# TASK TO CARRY OUT
Show each line in the material below that contains the string "toilet", matching case exactly.

════

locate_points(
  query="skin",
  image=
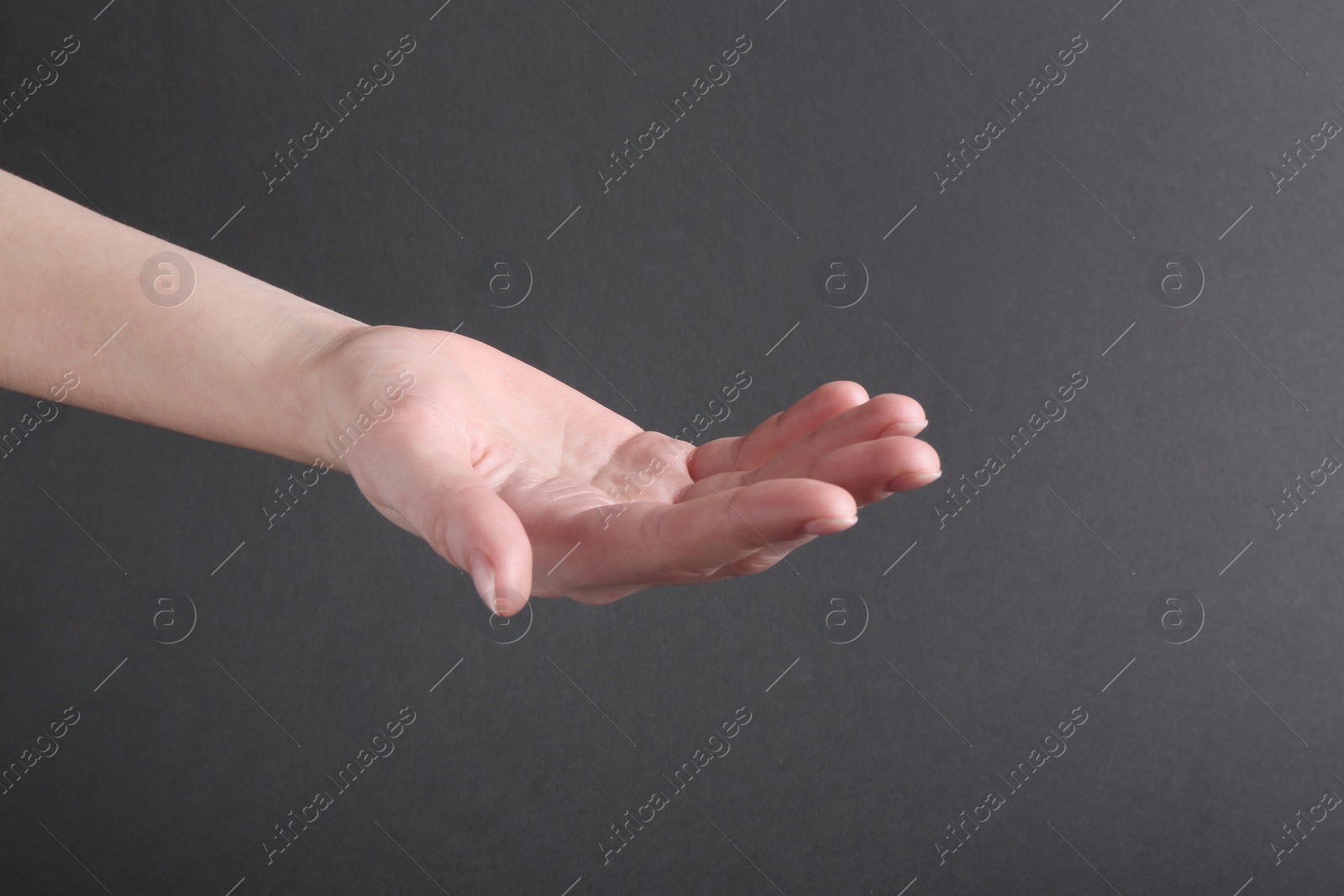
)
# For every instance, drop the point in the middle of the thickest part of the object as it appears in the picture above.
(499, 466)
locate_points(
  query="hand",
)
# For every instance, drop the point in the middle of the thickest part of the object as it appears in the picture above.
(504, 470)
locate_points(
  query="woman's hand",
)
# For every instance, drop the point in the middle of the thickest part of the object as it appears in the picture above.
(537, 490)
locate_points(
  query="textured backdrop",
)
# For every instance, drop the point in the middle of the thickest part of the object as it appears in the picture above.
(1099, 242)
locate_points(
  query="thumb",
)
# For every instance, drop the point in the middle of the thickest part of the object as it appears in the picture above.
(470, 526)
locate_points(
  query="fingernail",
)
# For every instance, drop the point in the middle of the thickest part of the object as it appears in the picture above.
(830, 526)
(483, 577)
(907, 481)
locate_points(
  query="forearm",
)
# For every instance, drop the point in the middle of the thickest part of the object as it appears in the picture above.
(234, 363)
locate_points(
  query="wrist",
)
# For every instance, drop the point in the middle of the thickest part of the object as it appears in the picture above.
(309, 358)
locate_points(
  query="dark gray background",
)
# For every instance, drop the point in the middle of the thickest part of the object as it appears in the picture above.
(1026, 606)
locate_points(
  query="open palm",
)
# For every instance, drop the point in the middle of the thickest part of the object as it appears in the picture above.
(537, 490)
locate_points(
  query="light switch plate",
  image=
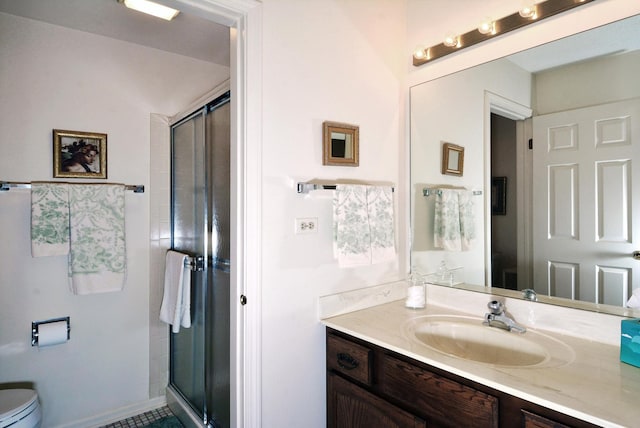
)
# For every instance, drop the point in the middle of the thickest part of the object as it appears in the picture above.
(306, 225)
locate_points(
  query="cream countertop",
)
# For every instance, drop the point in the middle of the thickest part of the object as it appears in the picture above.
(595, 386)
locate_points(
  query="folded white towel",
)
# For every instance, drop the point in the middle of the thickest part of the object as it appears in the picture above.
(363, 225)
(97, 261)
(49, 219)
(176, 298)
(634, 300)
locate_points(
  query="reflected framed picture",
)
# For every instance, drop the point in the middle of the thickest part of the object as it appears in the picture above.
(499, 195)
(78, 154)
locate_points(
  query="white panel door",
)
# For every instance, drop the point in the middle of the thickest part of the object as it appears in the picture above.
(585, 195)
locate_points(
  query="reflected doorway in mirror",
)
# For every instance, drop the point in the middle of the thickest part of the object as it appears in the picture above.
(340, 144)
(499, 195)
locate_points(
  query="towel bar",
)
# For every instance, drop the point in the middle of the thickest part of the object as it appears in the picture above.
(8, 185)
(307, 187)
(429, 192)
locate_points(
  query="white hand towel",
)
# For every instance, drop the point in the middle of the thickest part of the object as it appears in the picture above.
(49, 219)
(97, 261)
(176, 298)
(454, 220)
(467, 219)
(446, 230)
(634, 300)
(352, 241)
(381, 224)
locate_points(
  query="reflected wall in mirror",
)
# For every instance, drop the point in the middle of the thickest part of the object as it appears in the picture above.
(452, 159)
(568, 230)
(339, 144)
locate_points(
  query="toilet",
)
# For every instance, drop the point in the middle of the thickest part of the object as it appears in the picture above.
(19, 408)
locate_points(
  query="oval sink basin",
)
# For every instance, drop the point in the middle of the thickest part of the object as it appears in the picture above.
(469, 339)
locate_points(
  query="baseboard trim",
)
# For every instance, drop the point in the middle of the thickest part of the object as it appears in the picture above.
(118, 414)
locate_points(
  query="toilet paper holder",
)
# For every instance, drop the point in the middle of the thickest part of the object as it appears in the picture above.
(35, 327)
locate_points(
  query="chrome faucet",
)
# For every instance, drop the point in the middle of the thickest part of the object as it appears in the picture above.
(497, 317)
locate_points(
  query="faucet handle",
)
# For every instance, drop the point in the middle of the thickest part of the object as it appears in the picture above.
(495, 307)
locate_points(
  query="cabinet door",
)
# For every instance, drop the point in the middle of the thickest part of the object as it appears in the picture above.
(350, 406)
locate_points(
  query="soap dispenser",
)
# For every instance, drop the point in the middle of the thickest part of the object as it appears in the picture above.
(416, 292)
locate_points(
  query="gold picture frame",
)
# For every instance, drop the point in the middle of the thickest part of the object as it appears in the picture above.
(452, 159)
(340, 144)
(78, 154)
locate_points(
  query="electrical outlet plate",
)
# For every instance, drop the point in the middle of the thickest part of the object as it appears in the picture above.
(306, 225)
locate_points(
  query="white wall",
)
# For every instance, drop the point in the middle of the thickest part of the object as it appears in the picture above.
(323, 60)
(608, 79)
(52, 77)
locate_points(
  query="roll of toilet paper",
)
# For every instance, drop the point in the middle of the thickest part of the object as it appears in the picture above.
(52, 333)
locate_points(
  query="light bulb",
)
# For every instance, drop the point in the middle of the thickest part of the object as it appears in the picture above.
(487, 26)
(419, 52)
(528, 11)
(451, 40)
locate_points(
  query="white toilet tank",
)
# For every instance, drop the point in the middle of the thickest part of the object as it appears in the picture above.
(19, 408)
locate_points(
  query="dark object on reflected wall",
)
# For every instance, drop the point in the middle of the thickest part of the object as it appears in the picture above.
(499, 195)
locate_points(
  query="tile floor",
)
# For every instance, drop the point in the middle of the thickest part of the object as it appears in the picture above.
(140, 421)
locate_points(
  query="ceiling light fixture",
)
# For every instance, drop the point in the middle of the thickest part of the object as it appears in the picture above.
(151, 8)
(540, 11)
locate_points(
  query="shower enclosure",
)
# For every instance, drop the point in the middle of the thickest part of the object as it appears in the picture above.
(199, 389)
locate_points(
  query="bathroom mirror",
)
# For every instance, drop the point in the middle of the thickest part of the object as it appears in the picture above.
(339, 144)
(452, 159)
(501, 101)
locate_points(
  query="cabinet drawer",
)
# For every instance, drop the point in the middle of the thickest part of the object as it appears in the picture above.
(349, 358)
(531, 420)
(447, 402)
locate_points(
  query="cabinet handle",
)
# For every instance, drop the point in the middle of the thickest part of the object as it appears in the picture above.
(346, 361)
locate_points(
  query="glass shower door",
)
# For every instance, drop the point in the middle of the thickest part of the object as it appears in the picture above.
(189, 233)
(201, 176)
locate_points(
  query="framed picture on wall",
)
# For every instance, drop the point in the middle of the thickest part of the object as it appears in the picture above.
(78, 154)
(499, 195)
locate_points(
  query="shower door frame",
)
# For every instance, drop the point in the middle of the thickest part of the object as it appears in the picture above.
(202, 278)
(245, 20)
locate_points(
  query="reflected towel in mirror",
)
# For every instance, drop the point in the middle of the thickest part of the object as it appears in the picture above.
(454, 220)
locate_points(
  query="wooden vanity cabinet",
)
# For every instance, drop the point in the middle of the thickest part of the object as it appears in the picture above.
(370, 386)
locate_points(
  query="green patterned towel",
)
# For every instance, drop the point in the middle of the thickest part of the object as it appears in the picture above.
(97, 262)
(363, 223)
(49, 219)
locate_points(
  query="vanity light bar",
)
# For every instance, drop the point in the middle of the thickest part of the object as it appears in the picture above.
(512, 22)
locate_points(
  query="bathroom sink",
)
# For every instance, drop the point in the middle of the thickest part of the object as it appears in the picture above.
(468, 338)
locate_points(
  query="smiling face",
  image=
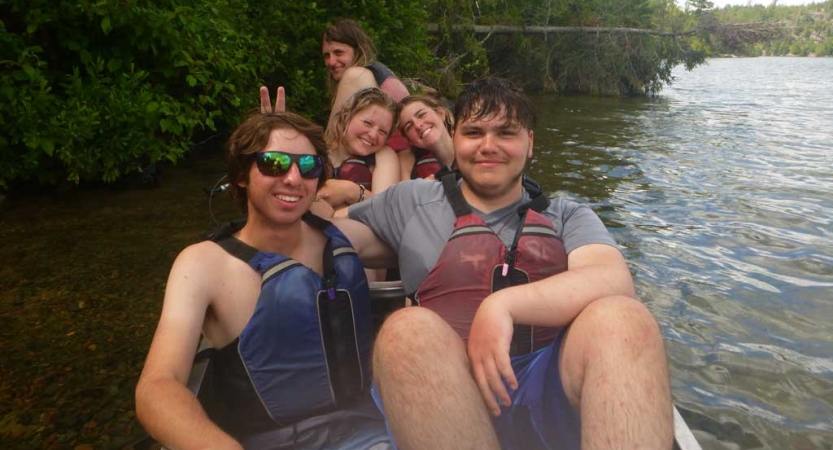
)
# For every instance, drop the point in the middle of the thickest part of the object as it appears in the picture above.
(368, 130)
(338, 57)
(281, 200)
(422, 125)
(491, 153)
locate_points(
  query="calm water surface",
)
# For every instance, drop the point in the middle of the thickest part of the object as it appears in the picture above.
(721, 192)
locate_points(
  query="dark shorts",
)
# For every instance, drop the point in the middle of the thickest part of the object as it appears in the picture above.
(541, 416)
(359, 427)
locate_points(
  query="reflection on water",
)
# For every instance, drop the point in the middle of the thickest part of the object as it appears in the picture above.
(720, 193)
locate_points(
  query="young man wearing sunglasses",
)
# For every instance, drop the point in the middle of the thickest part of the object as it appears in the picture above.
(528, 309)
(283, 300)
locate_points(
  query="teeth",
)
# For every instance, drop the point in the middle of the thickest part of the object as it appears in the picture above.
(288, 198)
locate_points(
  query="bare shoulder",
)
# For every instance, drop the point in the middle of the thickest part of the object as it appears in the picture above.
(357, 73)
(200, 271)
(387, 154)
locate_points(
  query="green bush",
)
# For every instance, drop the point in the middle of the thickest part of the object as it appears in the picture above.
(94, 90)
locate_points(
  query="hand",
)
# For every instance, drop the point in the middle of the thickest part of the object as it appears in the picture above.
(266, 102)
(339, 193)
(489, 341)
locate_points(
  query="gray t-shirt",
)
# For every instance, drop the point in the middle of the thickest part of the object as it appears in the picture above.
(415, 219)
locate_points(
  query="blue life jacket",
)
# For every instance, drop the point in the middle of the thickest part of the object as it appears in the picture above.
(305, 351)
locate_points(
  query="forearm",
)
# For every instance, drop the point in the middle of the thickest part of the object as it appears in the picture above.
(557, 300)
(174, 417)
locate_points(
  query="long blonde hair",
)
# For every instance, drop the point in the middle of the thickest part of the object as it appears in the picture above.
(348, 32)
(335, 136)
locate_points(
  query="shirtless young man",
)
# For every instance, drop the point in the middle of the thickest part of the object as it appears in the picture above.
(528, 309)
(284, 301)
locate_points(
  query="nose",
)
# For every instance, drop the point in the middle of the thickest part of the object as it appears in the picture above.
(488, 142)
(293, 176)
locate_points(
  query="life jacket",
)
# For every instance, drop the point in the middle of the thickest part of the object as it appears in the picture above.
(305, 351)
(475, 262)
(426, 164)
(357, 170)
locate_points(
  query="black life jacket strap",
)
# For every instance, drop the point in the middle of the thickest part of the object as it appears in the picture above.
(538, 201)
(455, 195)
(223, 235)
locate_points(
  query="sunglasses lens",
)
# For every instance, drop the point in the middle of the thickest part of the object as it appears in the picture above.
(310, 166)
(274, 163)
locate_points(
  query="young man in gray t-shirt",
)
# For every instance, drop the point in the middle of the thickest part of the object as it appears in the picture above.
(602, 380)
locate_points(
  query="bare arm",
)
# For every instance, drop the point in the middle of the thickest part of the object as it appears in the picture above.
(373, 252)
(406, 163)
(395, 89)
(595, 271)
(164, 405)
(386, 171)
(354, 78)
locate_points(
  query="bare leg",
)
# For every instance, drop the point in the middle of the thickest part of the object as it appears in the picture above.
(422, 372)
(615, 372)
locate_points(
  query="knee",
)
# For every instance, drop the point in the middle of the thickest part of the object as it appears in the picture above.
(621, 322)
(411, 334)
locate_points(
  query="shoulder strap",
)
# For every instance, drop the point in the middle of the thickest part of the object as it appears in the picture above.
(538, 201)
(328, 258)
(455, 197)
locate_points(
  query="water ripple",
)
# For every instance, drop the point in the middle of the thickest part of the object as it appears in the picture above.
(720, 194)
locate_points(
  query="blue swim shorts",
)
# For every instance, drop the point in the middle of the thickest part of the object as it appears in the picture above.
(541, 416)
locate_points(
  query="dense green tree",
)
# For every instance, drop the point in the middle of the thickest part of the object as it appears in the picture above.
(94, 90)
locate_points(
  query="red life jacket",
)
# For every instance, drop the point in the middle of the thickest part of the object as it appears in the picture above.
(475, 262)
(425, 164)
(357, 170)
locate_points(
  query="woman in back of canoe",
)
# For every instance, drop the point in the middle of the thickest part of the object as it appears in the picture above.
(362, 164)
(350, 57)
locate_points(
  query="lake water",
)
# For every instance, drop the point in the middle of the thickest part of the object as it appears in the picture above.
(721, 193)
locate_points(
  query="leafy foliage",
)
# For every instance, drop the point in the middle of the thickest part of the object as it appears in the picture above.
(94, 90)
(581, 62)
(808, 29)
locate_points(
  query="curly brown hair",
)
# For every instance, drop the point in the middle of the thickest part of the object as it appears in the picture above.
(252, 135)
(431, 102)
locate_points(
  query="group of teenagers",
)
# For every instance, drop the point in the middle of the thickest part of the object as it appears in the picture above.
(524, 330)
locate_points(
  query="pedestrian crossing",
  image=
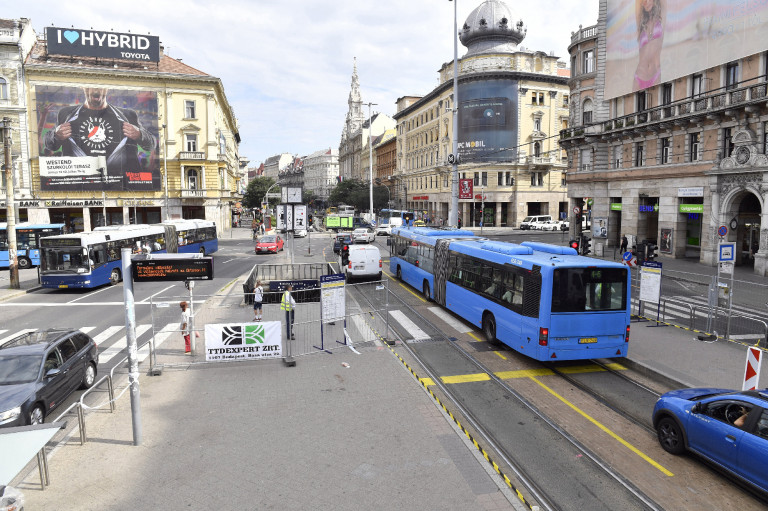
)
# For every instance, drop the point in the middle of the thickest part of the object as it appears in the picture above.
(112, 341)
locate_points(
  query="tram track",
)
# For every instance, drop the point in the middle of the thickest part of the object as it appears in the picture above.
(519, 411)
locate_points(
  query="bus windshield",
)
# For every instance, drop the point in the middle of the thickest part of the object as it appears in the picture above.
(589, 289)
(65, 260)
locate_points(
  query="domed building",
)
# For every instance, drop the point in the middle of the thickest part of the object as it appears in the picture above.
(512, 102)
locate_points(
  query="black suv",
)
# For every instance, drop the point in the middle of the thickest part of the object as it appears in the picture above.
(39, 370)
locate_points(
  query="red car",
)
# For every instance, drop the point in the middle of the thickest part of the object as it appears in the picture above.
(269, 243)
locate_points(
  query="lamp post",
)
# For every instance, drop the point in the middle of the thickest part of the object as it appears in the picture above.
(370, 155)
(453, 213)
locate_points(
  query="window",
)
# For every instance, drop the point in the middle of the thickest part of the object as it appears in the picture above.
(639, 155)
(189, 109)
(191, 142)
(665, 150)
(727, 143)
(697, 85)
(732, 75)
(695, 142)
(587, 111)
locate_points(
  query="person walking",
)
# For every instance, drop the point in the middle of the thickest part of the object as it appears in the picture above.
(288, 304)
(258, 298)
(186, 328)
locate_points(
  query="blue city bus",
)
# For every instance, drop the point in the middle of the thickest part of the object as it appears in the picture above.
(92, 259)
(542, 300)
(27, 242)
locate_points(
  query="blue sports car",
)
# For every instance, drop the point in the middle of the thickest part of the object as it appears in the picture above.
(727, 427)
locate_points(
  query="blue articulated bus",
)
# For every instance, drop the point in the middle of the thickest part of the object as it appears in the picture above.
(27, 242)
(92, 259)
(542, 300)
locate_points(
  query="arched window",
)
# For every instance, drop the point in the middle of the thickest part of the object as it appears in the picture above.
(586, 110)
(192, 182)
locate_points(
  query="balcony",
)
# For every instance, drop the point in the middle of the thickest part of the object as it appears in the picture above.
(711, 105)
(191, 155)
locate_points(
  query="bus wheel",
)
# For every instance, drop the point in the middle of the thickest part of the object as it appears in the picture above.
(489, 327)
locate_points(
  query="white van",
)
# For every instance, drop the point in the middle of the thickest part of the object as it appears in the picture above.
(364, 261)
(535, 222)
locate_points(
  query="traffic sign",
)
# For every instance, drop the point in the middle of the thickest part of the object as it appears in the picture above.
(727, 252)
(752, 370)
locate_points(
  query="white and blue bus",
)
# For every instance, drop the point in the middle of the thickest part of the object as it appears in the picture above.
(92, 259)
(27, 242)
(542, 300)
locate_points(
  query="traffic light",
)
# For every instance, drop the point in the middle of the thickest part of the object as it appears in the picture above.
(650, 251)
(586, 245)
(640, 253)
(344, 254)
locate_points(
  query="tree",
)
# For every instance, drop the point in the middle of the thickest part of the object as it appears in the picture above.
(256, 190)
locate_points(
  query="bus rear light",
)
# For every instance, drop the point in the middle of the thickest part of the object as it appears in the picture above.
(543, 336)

════

# TASK RESPONSE
  query="toilet",
  query="toilet paper holder",
  query="roll of toilet paper",
  query="white toilet tank",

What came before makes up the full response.